**Set task**
Convert every line of the items below into a JSON list of strings, one string per line, skipping blank lines.

(Rows of box annotation data)
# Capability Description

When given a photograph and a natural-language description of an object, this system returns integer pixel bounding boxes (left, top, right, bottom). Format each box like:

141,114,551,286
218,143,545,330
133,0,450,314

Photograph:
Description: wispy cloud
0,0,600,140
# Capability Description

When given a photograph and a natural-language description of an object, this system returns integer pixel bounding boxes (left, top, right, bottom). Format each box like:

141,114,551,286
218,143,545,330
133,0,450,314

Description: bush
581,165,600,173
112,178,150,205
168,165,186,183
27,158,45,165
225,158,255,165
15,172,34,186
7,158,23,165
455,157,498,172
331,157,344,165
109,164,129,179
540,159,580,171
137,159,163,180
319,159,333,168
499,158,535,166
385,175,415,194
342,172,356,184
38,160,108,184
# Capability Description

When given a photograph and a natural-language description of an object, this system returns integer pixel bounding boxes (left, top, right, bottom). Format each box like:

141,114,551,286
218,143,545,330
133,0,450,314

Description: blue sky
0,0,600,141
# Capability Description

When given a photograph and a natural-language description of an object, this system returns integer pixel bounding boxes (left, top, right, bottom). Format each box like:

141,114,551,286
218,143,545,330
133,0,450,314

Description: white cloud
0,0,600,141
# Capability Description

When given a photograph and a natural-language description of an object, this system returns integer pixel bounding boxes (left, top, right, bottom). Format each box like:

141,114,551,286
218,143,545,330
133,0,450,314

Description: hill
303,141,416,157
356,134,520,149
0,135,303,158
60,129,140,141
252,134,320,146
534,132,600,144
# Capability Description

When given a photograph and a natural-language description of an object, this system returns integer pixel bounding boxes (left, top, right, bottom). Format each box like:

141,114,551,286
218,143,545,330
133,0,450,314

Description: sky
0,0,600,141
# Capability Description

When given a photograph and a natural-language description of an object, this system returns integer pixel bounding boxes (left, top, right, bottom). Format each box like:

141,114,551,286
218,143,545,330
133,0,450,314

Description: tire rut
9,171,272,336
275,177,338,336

**Response to the task**
[
  "# Capability Description",
  "When given a photograph and a natural-language description of an object, this system returns integer pixel bounding boxes (left, top, right, bottom). Format each box like:",
  "141,114,551,286",
  "218,143,545,330",
  "133,0,450,314",
  "Photograph:",
  "Description: wispy cloud",
  "0,0,600,140",
  "# Capability Description",
  "When given a photograph and a natural-language description of an object, this system returns integer pixel bounding boxes (left, top, right, bottom). Format each box like:",
  "141,114,551,286",
  "218,143,545,330",
  "133,0,450,314",
  "Description: bush",
  "581,165,600,173",
  "112,178,150,205",
  "168,165,186,183",
  "27,158,45,165",
  "225,158,255,165",
  "15,172,34,186",
  "7,158,23,165",
  "455,157,498,172",
  "331,157,344,165",
  "109,164,129,179",
  "540,159,580,171",
  "137,159,163,180",
  "319,159,333,168",
  "499,158,535,166",
  "385,175,415,194",
  "342,172,356,184",
  "38,160,108,184",
  "# Capability Description",
  "When given a photograph and a natural-language description of an object, this system returns integer pixel bounding boxes (left, top, right, bottom). Format each box like:",
  "141,114,551,286",
  "218,143,545,330",
  "133,0,450,314",
  "Description: blue sky",
  "0,0,600,141",
  "# Capability Description",
  "When given a photograph and a natural-language description of an object, this system returns integer pixel bounding boxes (left, top, right, bottom). Format each box like:",
  "141,114,551,286",
  "218,143,545,330",
  "133,0,450,314",
  "Description: white cloud",
  "0,0,600,141",
  "# Capability Description",
  "When given a photograph and a natural-language description of an object, this system returns integer pixel bounding boxes (left, top, right, bottom). Format each box like:",
  "141,114,551,286",
  "218,143,545,330",
  "133,0,450,314",
  "Description: hill",
  "303,141,416,157",
  "356,134,520,149",
  "0,135,303,158",
  "60,129,140,141",
  "252,134,320,146",
  "534,132,600,144",
  "# Capability Description",
  "When given a photograph and a natural-language description of an object, this system returns integer pixel bounding boxes (left, top, right, bottom). Format each box like:",
  "141,114,551,286",
  "218,143,545,330",
  "133,0,450,314",
  "Description: sky",
  "0,0,600,141",
  "# Capability Description",
  "When given a photograph and a natural-language description of an object, this system returns integer pixel bounding boxes (left, top, right, bottom). Format each box like:",
  "141,114,551,286",
  "218,143,545,330",
  "133,0,450,314",
  "Description: tire rut",
  "9,171,272,336",
  "275,177,338,336"
]